### Text zum Lesen ###

Das Haus der Kumari von Kathmandu wirkt eher bescheiden und traditionell. Im Innenhof tummeln sich geschmückte Menschen, die auf ihr Erscheinen im Fenster warten. Fotografiert werde darf sie nicht (dafür werden Postkarten mit ihrem Portrait , dem Anlitz eines stark geschminkten Mädchens, am Eingang verkauft). Die „verehrte Göttin“, wie man sie anreden müsste, erscheint an einem der Fenster und wir glauben schon sehr lange nicht mehr einen derart gelangweilten, angeödeten Menschen gesehen zu haben. Göttin sein muss wohl echt langweilig sein. Um die nepalesische Traditon dieser Kindgöttin ranken sich verschiedene Erzählungen. Grundlage ihrer Existenz ist offenbar die Verärgerung der Göttin Taleju, die durch die Vergötterung eines makellosen Newarmädchens besänftigt werden sollte und soll. Die Gründe für die Verärgerung besagter Göttin lagen wohl im Fehlverhalten des Königs von Kathmandu, der sich entweder nicht an das Jugendschutzgesetz gehalten hat bei seinen vielen Liebschaften oder in besagte Göttin verschossen war, was ein No-Go erster Güte gewesen sein muss. Immerhin darf die verehrte Göttin inzwischen Lesen, Schreiben und andere Sachen lernen, nachdem eine ehemals amtierende Göttin ordentlich Rabbatz gemacht hat, weil sie in der Pubertät und später dann alles nachholen musste, was sie als Göttin nicht lernen durfte. Merke: Auch Göttinnen können sich emanzipieren!
Zwischendurch mal. Was mir sofort auffiehl, ist, dass es überall mo:mos zu essen gab, das sind kleine Teigtaschen, die mich schon wegen ihres Namens interessiert haben. Inhalt war Buff (Wassebüffel), Chicken oder Vetsch (vegetarisch). Die fand ich lecker, aber hauptsächlich wegen der köstlichen Soße mit ordentlich Knoblauch, die in kleinen Schälchen dabei stand…
Weg zum Chitwan Nationalpark. Holprige Straßen, bunte Lastwagen und ein Restaurant namens Hamlet.
Chitwan Nationolpark. Einbaumfahrt den Fluss entlang…ich muss gestehen, ich hatte Sorge, weil besagter keinen Kiel hat und entsprechend kippelig wirkte. Die Gaviale sind aber Fischfresser („nur ab und zu mal ein kleiner Tourist…“, Scherz eines Guides; lt Wikipedia gibt es aber keine glaubhaft belegten Angriffe auf Menschen: https://de.wikipedia.org/wiki/Gangesgavial ) . Leider kann man die ganz Atmosphäre schlecht im Bild festhalten. Das Faszinierendste waren nämlich die Geräusche! Zuletzt wurden im Chitwan 543 Vogelarten beschrieben. Was für ein wohltuendes Geschrei, auch nachts!

### Auszüge aus Datensatz ###

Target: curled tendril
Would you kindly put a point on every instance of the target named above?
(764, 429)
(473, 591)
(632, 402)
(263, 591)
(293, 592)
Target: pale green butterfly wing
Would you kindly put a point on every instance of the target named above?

###

Gestellte Aufgabe A: Wie viele Vogelarten wurden laut dem Reisebericht aus Nepal zuletzt im Chitwan beschrieben?
Gestellte Aufgabe B: Knüpfe an den letzten Satz des Reiseberichts aus Nepal an und schreibe ihn weiter.

Ergebnis A: 543 Vogelarten.

Ergebnis B:
Lumbini: Fröhliche Pilger, Mönche und Andacht
Lumbini gilt als Geburtsort Buddhas. Dort treffen wir viele lustige Pilgergruppen, einen österreichischen Mönch, schöne Bauwerke und Blumen. Der Boddhibaum (Ficus religiosa) dort ist beeindruckend. Boddhibäume dürfen nicht gefällt werden, auch wenn sie Gebäude zerstören. Respekt!
Auf dem Weg von Lumbini nach Tansen geraten wir in einem kleinen Bergdorf in eine Straßensperre und müssen warten, bis wir mit Polizeibegleitung weiterfahren dürfen. Es hat zuvor Überfälle und Sprengungen der Maoisten auf der Straße gegeben. Die Stimmung ist ein wenig gespannt, die Luft heiß und flirrend.
Der Ort besteht nur aus wenigen Häusern, einer kleinen Schlucht und wenigen freundlichen Menschen. Ich „unterhalte“ mich mit einer Frau, die einen Flicken in eine orangefarbene Pluderhose mit einer Nähmaschine setzt, die bei uns keiner mehr bedienen könnte. Sie ist -wie eigentlich alle Nepalesen- außerordentlich freundlich und erklärt mir die Technik, wie sie diesen Flicken einsetzt. Sie bietet mir ihre Bank vor dem Haus zum Sitzen an und Tee. Ich danke und erkläre, dass wir wohl gleich weiter müssen. „Germany?“, fragt sie noch einmal nach und schüttelt ungläubig den Kopf. Was für eine entwaffnende (sic!) Freundlichkeit!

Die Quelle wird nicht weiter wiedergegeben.